What to do
Look for "Exercise. Spot the desk" in the entries below. Write out that line and all later lines exactly, ending with the final one.
START Source material
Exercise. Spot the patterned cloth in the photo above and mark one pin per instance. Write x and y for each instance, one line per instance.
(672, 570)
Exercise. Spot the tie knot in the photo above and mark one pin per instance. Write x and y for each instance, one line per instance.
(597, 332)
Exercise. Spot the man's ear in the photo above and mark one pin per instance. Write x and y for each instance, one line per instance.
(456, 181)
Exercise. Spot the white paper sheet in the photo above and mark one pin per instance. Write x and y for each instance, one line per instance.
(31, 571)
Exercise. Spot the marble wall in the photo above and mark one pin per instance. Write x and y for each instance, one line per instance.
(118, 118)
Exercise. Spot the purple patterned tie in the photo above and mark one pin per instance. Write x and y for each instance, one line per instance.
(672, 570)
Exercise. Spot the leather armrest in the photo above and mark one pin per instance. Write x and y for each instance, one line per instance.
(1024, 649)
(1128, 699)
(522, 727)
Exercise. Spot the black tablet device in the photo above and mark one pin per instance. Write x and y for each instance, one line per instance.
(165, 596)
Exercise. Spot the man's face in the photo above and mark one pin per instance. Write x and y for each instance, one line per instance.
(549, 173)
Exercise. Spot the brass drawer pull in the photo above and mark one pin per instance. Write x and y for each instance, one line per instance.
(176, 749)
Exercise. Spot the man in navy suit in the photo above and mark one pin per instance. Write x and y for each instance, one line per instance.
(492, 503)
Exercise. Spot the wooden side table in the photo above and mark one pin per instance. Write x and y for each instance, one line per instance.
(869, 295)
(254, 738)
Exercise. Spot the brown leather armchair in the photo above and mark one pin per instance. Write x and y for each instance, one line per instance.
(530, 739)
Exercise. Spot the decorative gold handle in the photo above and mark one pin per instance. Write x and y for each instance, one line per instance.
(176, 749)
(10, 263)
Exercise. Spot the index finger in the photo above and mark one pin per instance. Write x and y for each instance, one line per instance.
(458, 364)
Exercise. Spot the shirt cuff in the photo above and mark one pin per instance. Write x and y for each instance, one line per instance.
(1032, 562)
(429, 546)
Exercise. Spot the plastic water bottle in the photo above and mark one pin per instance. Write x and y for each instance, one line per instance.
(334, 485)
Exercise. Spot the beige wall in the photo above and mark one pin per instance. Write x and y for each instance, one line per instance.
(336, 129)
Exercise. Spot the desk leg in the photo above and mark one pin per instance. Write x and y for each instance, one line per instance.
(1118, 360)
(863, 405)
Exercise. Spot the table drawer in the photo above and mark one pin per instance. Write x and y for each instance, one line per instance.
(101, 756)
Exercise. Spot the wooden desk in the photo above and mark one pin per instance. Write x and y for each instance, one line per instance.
END Source material
Solution to this problem
Exercise. Spot the desk leg in the photo above and mark one pin per instance. Write x and y for each instance, one line per instance.
(1118, 360)
(863, 405)
Exercise. Spot the table drawer in the photo above and mark one pin per instance. Write x and y for each instance, one line per instance.
(101, 756)
Exercise. Spot the wooden desk in the photo above and mark one pin per instance. Write x and y for each instance, one line per instance.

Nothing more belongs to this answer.